━━━━━ Study text

I Am Zozo and Fear Clinic

I_Am_Zozo

I Am Zozo

Maybe it should be called I am Yoyo, as in Yoyo Ma, because our tale begins with a rather bedraggled cellist Tess, who doesn’t look like she’s ready for the New York Philharmonic. Bow in hand, she’s recounting to a sympathetic therapist (“I was once normal!”) how she came by this sorry mental state.

I am Zozo, not as well-known as Ouija, is another teen “oracle board”-themed flick.

Shot very capably on Super 8, it features a group of five collegians, off to a cottage for some Halloween fun and frolic. This cottage is located on an island, and their Styx-like crossing adds some heavy Gothic ambience.

One kid Nick,  is a budding amateur magician and dresses like one as well as a self-styled skeptic a la James Randi, and Mel is a pretentious Wiccan (a silly fad religion with no cohesive intellectual tradition, but we digress). Naturally, she explains the finer points of Samhain to a credulous Tess and breaks out a Ouija board.

Nick enlightens the two girls about the finer points of “idiomotor action,” in which people make movements unconsciously, i.e., that Ouija boards are basically nonsense. This, as they prepare for the night’s repast (a freshly caught fish, gutted in a rather pointless montage).

As the kids get increasingly drunk they naturally conjure up spirits, one of whom Zozo, tells them what time they’re going to die.

━━━━━━━━━━

_Required work_
Copy out, word for word, the part of the I Am Zozo review that begins at the words "Maybe it should" and stops after "heavy Gothic ambience.".

━━━━━ Listed entries

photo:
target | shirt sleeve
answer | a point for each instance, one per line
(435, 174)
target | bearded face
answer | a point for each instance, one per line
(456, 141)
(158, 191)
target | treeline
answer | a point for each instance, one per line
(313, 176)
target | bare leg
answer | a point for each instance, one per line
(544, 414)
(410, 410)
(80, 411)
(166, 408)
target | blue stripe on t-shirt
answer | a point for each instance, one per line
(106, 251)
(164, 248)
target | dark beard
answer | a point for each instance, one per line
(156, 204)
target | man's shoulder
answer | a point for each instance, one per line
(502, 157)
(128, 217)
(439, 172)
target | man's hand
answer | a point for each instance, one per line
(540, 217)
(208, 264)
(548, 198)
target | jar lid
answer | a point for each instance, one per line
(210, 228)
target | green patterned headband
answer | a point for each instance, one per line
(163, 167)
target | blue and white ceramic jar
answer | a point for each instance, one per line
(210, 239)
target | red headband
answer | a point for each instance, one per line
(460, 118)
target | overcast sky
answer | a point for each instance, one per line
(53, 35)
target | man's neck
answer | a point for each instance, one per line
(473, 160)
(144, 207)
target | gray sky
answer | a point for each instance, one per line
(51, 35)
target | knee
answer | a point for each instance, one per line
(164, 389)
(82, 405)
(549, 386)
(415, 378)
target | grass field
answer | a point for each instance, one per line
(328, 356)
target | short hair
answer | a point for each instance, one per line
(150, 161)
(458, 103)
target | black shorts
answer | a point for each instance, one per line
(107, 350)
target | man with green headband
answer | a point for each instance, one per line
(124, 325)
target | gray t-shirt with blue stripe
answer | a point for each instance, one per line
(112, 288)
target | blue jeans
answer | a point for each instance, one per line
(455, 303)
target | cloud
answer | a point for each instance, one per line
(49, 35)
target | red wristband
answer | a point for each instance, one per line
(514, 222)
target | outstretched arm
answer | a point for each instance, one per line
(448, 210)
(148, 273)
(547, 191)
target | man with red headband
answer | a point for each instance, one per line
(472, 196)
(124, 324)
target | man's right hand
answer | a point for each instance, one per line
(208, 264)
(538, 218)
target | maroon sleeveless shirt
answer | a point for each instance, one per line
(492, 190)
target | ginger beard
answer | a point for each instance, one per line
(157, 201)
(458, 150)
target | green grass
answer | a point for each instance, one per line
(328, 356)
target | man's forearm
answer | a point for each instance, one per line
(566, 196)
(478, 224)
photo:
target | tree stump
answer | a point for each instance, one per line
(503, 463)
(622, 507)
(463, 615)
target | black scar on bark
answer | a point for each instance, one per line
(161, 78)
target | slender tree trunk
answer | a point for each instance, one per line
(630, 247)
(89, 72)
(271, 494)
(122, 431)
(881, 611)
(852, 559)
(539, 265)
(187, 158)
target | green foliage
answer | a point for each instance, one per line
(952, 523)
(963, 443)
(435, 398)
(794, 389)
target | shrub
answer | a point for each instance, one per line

━━━━━━━━━━

_Answer space_
Maybe it should be called I am Yoyo, as in Yoyo Ma, because our tale begins with a rather bedraggled cellist Tess, who doesn’t look like she’s ready for the New York Philharmonic. Bow in hand, she’s recounting to a sympathetic therapist (“I was once normal!”) how she came by this sorry mental state.

I am Zozo, not as well-known as Ouija, is another teen “oracle board”-themed flick.

Shot very capably on Super 8, it features a group of five collegians, off to a cottage for some Halloween fun and frolic. This cottage is located on an island, and their Styx-like crossing adds some heavy Gothic ambience.